**Given task**
Lay out the records as a Markdown table with the columns "Row" and "Line," covering only the lines from the line with "like [(697, 236)]." up to and including the line with "[(150, 1232), (904, 788)]", with each line in its own row and blank lines omitted.

Pointing dataset excerpts:
════════════════════
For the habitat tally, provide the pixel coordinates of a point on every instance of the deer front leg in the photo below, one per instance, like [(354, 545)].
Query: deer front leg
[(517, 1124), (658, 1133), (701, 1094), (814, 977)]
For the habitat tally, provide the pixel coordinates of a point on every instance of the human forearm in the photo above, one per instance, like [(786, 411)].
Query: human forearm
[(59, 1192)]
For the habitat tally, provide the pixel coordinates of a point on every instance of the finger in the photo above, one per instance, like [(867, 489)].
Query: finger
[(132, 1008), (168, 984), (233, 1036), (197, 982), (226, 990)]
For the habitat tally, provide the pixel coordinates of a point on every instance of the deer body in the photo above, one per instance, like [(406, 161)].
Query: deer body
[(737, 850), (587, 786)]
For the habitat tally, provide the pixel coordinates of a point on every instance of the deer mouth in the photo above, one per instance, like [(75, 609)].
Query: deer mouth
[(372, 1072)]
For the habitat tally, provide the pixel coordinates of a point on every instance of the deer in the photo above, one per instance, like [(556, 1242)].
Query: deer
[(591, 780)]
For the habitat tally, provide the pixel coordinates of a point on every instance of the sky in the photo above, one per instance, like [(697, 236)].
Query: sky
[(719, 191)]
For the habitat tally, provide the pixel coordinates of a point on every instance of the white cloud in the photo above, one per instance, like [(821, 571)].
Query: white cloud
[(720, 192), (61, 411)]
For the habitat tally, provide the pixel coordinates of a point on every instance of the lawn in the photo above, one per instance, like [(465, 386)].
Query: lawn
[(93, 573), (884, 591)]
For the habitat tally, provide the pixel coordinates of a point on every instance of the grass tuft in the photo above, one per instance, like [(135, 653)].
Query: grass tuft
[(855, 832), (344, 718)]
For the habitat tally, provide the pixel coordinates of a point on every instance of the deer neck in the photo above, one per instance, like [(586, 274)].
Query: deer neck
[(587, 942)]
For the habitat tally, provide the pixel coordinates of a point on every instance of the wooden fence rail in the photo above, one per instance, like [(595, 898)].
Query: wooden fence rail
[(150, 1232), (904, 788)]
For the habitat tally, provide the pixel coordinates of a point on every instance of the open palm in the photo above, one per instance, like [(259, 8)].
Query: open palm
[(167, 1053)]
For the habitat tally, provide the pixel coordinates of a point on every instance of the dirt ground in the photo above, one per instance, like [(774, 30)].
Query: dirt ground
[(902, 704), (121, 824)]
════════════════════
**The response**
| Row | Line |
|---|---|
| 1 | For the habitat tally, provide the pixel coordinates of a point on every instance of the sky in the photo above, one per instance, like [(697, 236)]. |
| 2 | Query: sky |
| 3 | [(719, 191)] |
| 4 | For the habitat tally, provide the pixel coordinates of a point on every instance of the white cloud in the photo above, one per instance, like [(821, 571)]. |
| 5 | Query: white cloud |
| 6 | [(720, 192), (61, 411)] |
| 7 | For the habitat tally, provide the pixel coordinates of a point on every instance of the lawn in the photo above, one per instance, like [(465, 386)]. |
| 8 | Query: lawn |
| 9 | [(93, 573), (884, 591)] |
| 10 | For the habitat tally, provide the pixel coordinates of a point on every instance of the grass tuft in the photo above, one per instance, like [(135, 653)]. |
| 11 | Query: grass tuft |
| 12 | [(855, 832), (344, 718)] |
| 13 | For the habitat tally, provide the pixel coordinates of a point on every instance of the deer neck in the photo above, one per instance, like [(586, 274)]. |
| 14 | Query: deer neck |
| 15 | [(587, 942)] |
| 16 | For the habitat tally, provide the pixel coordinates of a point on every instance of the wooden fence rail in the photo above, one per instance, like [(595, 898)]. |
| 17 | Query: wooden fence rail |
| 18 | [(150, 1232), (904, 788)] |